▶ _What is required_: Retype every line of the material below without changing anything.

Input data section start

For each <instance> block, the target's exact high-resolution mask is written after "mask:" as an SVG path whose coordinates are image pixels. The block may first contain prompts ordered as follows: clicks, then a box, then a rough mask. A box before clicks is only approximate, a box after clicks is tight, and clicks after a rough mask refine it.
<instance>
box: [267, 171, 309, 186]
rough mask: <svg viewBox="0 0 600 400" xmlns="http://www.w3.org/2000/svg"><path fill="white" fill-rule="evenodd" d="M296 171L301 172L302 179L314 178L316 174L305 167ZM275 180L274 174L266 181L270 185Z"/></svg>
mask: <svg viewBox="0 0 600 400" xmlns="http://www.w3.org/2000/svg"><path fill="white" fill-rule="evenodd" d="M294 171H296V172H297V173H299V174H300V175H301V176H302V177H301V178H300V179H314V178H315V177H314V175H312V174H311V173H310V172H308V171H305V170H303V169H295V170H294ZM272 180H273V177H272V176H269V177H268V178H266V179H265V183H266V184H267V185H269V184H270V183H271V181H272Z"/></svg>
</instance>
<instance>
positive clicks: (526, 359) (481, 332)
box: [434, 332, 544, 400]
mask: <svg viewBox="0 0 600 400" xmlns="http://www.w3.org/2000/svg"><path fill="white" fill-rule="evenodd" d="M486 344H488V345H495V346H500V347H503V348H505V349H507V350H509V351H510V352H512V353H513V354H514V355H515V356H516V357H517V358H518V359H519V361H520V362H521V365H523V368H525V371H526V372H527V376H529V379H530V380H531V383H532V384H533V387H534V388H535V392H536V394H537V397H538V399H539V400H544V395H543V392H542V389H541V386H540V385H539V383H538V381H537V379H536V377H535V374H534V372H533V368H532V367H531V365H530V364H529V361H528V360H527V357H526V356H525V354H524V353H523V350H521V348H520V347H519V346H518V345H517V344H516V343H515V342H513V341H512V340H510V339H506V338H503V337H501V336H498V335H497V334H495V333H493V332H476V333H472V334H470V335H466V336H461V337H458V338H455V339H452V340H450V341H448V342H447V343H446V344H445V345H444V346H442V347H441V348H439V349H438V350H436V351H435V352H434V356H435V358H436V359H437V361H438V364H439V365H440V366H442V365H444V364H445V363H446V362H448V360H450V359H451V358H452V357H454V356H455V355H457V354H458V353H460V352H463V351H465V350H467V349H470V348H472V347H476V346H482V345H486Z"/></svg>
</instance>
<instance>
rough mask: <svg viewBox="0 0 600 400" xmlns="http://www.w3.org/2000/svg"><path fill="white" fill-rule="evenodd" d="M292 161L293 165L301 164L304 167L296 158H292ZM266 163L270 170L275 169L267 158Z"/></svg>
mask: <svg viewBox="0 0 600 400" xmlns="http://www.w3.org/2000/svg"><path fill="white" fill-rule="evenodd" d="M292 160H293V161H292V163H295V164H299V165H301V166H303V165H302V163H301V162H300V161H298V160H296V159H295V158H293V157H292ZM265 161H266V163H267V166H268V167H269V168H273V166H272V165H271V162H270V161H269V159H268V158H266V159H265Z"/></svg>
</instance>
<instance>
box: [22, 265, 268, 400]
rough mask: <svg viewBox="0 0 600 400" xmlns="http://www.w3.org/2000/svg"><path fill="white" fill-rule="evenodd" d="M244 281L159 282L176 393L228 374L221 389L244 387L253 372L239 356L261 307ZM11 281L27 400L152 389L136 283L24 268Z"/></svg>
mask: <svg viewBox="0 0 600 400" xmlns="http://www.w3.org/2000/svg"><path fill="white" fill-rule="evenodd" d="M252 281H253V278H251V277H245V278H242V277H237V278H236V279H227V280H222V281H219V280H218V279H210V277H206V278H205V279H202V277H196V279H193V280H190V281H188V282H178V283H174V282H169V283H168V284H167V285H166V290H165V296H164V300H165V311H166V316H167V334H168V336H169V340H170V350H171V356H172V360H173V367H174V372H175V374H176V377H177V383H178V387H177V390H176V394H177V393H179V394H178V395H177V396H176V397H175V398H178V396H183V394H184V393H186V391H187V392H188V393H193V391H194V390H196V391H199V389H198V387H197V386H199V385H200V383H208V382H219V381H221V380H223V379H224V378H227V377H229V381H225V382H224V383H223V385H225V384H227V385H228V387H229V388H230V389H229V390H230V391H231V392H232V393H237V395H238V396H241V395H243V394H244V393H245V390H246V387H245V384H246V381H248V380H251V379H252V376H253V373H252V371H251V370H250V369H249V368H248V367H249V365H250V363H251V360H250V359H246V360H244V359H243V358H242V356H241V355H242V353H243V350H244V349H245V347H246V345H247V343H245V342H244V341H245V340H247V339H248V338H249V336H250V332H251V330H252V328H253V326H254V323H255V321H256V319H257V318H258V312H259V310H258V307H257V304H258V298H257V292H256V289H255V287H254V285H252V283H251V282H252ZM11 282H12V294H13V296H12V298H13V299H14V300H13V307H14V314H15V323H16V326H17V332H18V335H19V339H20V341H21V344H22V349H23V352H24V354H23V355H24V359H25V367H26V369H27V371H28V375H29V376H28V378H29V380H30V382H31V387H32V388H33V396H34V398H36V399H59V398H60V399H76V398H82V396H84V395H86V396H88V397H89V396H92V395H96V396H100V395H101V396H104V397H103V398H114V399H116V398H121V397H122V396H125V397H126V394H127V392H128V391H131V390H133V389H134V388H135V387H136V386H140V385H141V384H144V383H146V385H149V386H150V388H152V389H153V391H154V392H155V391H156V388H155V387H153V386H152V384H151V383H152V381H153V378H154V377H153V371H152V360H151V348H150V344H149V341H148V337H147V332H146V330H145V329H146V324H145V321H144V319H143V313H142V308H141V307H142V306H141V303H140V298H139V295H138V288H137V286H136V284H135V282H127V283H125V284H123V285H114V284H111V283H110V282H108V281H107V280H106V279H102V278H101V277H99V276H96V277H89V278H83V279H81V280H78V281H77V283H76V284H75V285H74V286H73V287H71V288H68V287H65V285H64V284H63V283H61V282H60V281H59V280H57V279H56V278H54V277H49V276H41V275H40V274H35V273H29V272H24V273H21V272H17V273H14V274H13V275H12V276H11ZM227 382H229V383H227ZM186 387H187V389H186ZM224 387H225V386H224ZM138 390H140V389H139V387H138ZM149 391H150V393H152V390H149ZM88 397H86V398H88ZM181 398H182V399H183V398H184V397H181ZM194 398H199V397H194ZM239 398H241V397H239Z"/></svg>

Input data section end

▶ _Exercise response_:
For each <instance> block, the target's exact high-resolution mask is written after "mask:" as an SVG path whose coordinates are image pixels. The block may first contain prompts ordered as follows: clicks, then a box, then a rough mask. A box before clicks is only approximate, a box after clicks is tight, and clicks after a rough mask refine it.
<instance>
box: [267, 171, 309, 186]
rough mask: <svg viewBox="0 0 600 400" xmlns="http://www.w3.org/2000/svg"><path fill="white" fill-rule="evenodd" d="M296 171L301 172L302 179L314 178L316 174L305 167ZM275 180L274 174L266 181L270 185Z"/></svg>
mask: <svg viewBox="0 0 600 400" xmlns="http://www.w3.org/2000/svg"><path fill="white" fill-rule="evenodd" d="M294 171H296V172H297V173H299V174H300V175H301V176H302V177H301V178H300V179H314V178H315V177H314V175H312V174H311V173H310V172H308V171H305V170H303V169H295V170H294ZM272 180H273V177H272V176H269V177H268V178H266V179H265V183H266V184H267V185H269V184H270V183H271V181H272Z"/></svg>
</instance>
<instance>
positive clicks: (526, 359) (481, 332)
box: [434, 332, 544, 400]
mask: <svg viewBox="0 0 600 400" xmlns="http://www.w3.org/2000/svg"><path fill="white" fill-rule="evenodd" d="M486 344H488V345H495V346H500V347H503V348H505V349H507V350H509V351H510V352H512V353H513V354H514V355H515V356H516V357H517V358H518V359H519V361H520V362H521V365H523V368H525V371H526V372H527V376H529V379H530V380H531V383H532V384H533V387H534V388H535V392H536V394H537V397H538V399H539V400H544V395H543V392H542V389H541V386H540V385H539V383H538V381H537V379H536V377H535V374H534V372H533V368H532V367H531V365H530V364H529V361H528V360H527V357H526V356H525V354H524V353H523V350H521V348H520V347H519V346H518V345H517V344H516V343H515V342H513V341H512V340H510V339H506V338H503V337H501V336H498V335H497V334H495V333H493V332H476V333H472V334H470V335H466V336H461V337H458V338H455V339H452V340H450V341H448V342H447V343H446V344H445V345H444V346H442V347H441V348H439V349H438V350H436V351H435V352H434V356H435V358H436V359H437V361H438V364H439V365H440V366H442V365H444V364H445V363H446V362H448V360H450V359H451V358H452V357H454V356H455V355H457V354H458V353H460V352H463V351H465V350H467V349H470V348H472V347H476V346H482V345H486Z"/></svg>
</instance>
<instance>
rough mask: <svg viewBox="0 0 600 400" xmlns="http://www.w3.org/2000/svg"><path fill="white" fill-rule="evenodd" d="M292 161L293 165L301 164L304 167L296 158H292ZM266 163L270 170L275 169L267 158Z"/></svg>
mask: <svg viewBox="0 0 600 400" xmlns="http://www.w3.org/2000/svg"><path fill="white" fill-rule="evenodd" d="M292 160H293V161H292V163H295V164H299V165H301V166H303V165H302V163H301V162H300V161H298V160H296V159H295V158H293V157H292ZM265 161H266V163H267V166H268V167H269V168H273V166H272V165H271V162H270V161H269V159H268V158H266V159H265Z"/></svg>
</instance>
<instance>
box: [22, 265, 268, 400]
rough mask: <svg viewBox="0 0 600 400" xmlns="http://www.w3.org/2000/svg"><path fill="white" fill-rule="evenodd" d="M244 281L159 282L176 393L228 374L221 389L244 387L253 372L239 356L261 307ZM11 281L27 400L152 389L136 283L24 268Z"/></svg>
mask: <svg viewBox="0 0 600 400" xmlns="http://www.w3.org/2000/svg"><path fill="white" fill-rule="evenodd" d="M252 281H253V278H251V277H245V278H242V277H237V278H236V279H227V280H222V281H219V280H218V279H210V277H206V278H205V279H202V277H196V279H193V280H190V281H188V282H178V283H174V282H169V283H168V284H167V285H166V290H165V296H164V300H165V311H166V316H167V334H168V336H169V340H170V350H171V356H172V360H173V367H174V372H175V374H176V377H177V383H178V387H177V390H176V394H177V393H179V394H178V395H177V396H176V397H175V398H178V396H183V394H184V393H186V391H187V392H188V393H193V391H194V390H196V391H199V389H198V387H197V386H199V385H200V383H208V382H219V381H221V380H223V379H224V378H227V377H229V381H225V382H224V383H223V385H225V384H227V385H228V387H229V388H230V389H229V390H230V391H231V392H232V393H237V395H238V396H241V395H243V394H244V393H245V390H246V387H245V384H246V381H248V380H251V379H252V376H253V373H252V371H251V370H250V369H249V368H248V367H249V365H250V363H251V360H250V359H246V360H244V359H243V358H242V356H241V355H242V353H243V350H244V349H245V347H246V345H247V343H245V342H244V341H245V340H247V339H248V338H249V336H250V332H251V330H252V328H253V326H254V323H255V321H256V319H257V318H258V312H259V310H258V307H257V304H258V298H257V292H256V289H255V287H254V285H252V283H251V282H252ZM11 282H12V294H13V296H12V298H13V299H14V300H13V307H14V314H15V323H16V326H17V332H18V335H19V339H20V341H21V344H22V349H23V352H24V354H23V355H24V359H25V367H26V369H27V371H28V375H29V376H28V378H29V380H30V382H31V387H32V388H33V396H34V398H36V399H59V398H60V399H76V398H82V396H84V395H86V396H88V397H89V396H92V395H96V396H100V395H101V396H104V397H103V398H114V399H116V398H121V397H122V396H125V397H126V394H127V392H128V391H131V390H133V389H134V388H135V387H136V386H140V385H141V384H144V383H146V385H149V386H150V388H152V389H153V391H154V392H155V391H156V388H155V387H153V386H152V384H151V383H152V381H153V378H154V377H153V371H152V360H151V348H150V344H149V341H148V337H147V332H146V330H145V329H146V324H145V321H144V319H143V313H142V308H141V307H142V306H141V303H140V298H139V295H138V288H137V286H136V284H135V282H127V283H125V284H123V285H114V284H111V283H110V282H108V281H107V280H106V279H102V278H101V277H99V276H96V277H89V278H83V279H81V280H78V281H77V283H76V284H75V285H74V286H73V287H71V288H68V287H65V285H64V284H63V283H61V282H60V281H59V280H57V279H56V278H54V277H49V276H41V275H40V274H35V273H29V272H24V273H21V272H17V273H14V274H13V275H12V276H11ZM227 382H229V383H227ZM186 387H187V389H186ZM224 387H225V386H224ZM138 390H140V389H139V387H138ZM149 391H150V393H152V390H149ZM88 397H86V398H88ZM181 398H182V399H183V398H184V397H181ZM194 398H199V397H194ZM239 398H241V397H239Z"/></svg>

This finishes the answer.